-- What is expected --
What lines in the material hold the string "small"? Copy out each of them.

-- Records supplied --

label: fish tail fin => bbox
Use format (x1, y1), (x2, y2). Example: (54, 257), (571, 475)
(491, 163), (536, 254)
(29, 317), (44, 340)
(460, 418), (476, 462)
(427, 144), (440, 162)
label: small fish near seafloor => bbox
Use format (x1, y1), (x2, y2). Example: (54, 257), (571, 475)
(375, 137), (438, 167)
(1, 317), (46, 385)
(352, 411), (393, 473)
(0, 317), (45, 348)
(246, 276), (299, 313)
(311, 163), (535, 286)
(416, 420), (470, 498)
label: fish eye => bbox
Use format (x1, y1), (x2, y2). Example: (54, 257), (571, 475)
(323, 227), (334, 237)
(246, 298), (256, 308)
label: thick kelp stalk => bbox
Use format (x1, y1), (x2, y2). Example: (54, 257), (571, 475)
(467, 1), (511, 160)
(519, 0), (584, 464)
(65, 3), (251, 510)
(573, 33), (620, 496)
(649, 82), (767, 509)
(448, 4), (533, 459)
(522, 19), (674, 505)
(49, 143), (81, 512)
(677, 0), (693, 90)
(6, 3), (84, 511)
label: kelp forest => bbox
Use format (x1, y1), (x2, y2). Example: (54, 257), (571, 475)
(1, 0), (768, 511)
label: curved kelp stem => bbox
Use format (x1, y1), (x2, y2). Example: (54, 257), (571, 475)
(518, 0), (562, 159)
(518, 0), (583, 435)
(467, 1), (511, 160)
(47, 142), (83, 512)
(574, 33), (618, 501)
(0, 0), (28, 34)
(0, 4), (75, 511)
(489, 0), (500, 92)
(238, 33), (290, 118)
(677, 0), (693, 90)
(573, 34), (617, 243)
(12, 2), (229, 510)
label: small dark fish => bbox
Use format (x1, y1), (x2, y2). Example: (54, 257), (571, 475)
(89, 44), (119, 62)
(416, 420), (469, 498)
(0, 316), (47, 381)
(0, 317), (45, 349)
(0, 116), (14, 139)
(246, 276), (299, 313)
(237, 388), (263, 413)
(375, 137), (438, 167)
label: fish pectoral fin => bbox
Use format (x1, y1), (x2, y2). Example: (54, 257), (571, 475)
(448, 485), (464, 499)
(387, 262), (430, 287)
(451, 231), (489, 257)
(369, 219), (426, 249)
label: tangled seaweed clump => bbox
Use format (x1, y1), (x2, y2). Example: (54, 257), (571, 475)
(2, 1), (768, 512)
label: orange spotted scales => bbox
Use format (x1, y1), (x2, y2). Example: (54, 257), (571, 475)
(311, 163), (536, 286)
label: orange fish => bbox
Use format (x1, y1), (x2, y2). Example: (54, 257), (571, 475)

-- Expected answer --
label: small fish near seafloor => bbox
label: small dark fish => bbox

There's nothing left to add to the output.